**Exercise brief**
Below are several records. Retype exactly those lines running from the one with "Identify the green" through the one with "Query: aircraft tire", end lines included, and no others.
Dataset extract section start
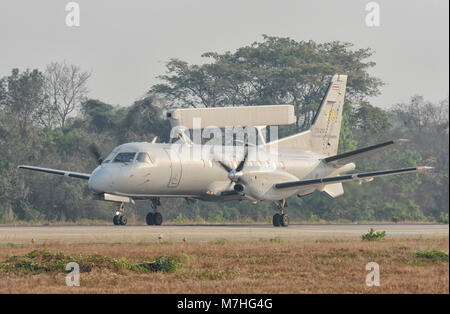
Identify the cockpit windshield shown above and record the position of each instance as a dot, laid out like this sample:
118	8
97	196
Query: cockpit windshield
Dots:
124	157
143	157
108	158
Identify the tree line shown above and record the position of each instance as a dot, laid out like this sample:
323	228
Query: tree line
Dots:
47	119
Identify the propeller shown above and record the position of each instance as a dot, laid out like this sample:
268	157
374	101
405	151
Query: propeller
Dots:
235	174
95	151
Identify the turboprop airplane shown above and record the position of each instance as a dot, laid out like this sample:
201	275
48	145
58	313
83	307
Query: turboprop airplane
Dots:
295	165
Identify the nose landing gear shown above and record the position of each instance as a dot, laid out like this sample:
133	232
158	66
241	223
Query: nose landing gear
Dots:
281	219
154	218
119	216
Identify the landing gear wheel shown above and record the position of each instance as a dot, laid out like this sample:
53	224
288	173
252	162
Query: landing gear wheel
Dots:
276	220
123	220
284	220
157	219
150	219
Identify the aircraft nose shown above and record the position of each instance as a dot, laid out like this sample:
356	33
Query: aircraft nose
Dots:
99	180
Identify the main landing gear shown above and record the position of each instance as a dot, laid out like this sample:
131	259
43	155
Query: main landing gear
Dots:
119	216
281	219
154	218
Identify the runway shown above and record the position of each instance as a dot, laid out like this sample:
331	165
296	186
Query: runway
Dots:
200	233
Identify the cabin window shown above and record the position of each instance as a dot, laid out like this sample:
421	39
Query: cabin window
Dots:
124	157
143	157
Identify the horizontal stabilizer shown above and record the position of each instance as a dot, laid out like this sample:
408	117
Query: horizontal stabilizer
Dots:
342	159
359	177
334	190
71	174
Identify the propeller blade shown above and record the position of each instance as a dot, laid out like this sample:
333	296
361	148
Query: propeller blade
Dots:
95	151
241	164
224	166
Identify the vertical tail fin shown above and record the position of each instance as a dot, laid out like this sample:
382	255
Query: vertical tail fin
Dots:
326	125
323	136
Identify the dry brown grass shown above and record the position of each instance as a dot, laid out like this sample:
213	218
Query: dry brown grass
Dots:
320	266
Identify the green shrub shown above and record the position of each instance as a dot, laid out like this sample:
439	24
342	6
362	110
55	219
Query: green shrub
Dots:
443	218
374	236
39	261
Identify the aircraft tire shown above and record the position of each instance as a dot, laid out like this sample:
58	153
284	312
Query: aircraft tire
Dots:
150	219
276	220
284	220
123	220
157	219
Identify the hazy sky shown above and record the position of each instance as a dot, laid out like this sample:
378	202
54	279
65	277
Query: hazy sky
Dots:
126	43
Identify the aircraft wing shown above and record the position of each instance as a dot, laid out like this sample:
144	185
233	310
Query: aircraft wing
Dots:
345	158
361	177
71	174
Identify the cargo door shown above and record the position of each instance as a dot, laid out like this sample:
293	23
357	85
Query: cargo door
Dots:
175	167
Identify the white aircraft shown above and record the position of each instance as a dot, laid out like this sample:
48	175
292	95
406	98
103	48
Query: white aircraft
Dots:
299	164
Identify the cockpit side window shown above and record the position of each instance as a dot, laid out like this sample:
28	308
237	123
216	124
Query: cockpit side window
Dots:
124	157
143	157
108	158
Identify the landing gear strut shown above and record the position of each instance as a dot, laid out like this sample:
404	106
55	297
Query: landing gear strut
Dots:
281	219
154	218
119	216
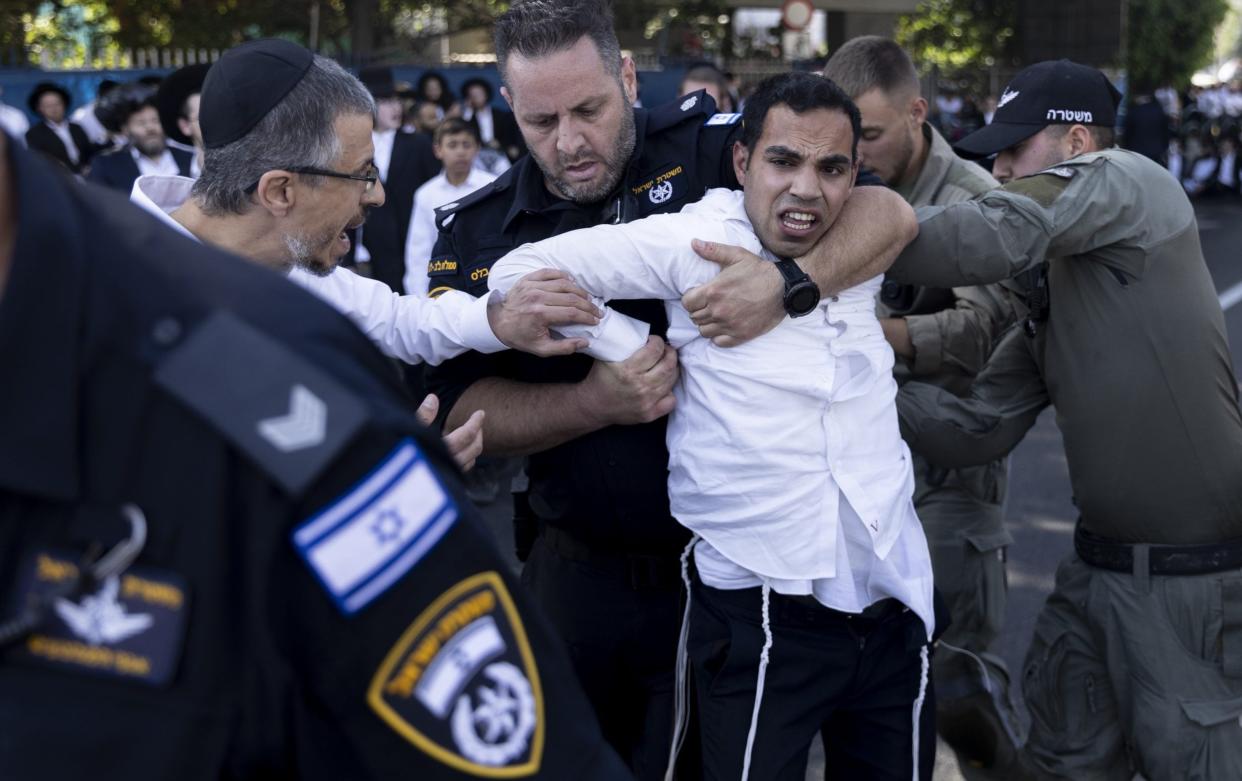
Dataset extract section end
**Problem solution**
Identify the green shrub shown above and record the position of each instance as a dot, laid out like this sample:
439	24
342	6
362	110
55	219
Query: green shrub
Dots:
443	218
374	236
39	261
Identify the aircraft tire shown above and record the position of each instance as a dot, laid out like this sample:
58	153
284	312
Query: aircraft tire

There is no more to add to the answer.